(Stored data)
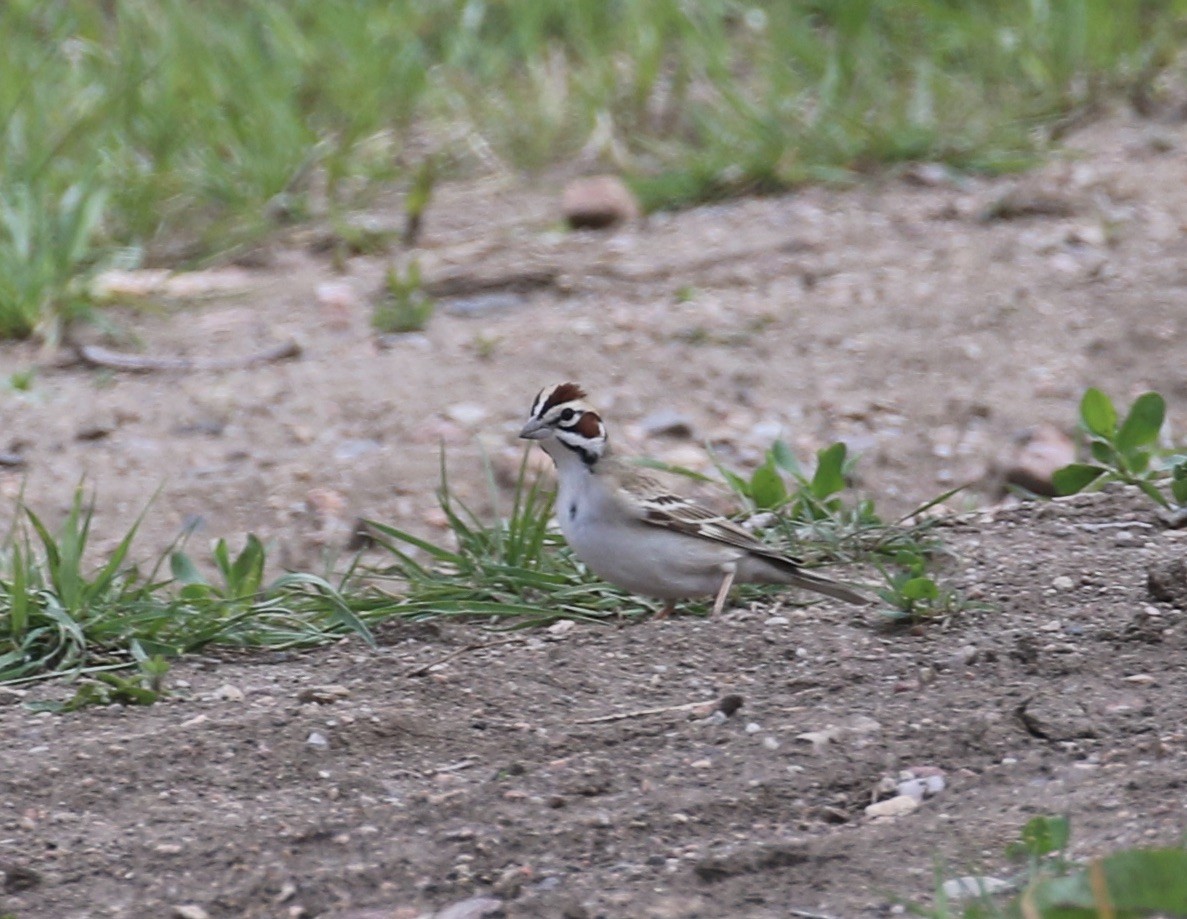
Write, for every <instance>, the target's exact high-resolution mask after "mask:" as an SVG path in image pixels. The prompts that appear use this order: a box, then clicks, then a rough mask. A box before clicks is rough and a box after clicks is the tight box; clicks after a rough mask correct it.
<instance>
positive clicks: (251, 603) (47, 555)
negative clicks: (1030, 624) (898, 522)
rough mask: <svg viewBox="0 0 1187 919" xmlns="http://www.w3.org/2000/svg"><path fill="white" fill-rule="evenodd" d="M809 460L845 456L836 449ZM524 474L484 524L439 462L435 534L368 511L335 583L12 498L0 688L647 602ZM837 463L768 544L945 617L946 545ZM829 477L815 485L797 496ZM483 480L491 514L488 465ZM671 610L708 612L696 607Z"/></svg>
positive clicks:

Exercise prompt - Could you rewrite the listing above with each "rough mask" changed to "coarse mask" and nothing else altered? Leave the pictures out.

Answer space -
Write, for every <instance>, the target's exact high-resolution mask after "mask:" as an SVG path in image pixels. The prompts that appear use this order: a box, then clicks, then a coarse mask. A box before clicks is rough and a box after clicks is the tight box; clicks after a coarse mask correct it.
<instance>
positive clicks: (251, 603) (47, 555)
negative clicks: (1030, 624) (898, 522)
coarse mask: <svg viewBox="0 0 1187 919" xmlns="http://www.w3.org/2000/svg"><path fill="white" fill-rule="evenodd" d="M809 460L845 456L836 449ZM524 474L484 524L439 462L435 534L368 511L335 583L12 498L0 688L647 602ZM837 463L768 544L945 617L946 545ZM829 477L815 485L797 496ZM483 480L491 514L488 465ZM671 610L708 612L696 607Z"/></svg>
positive clicks:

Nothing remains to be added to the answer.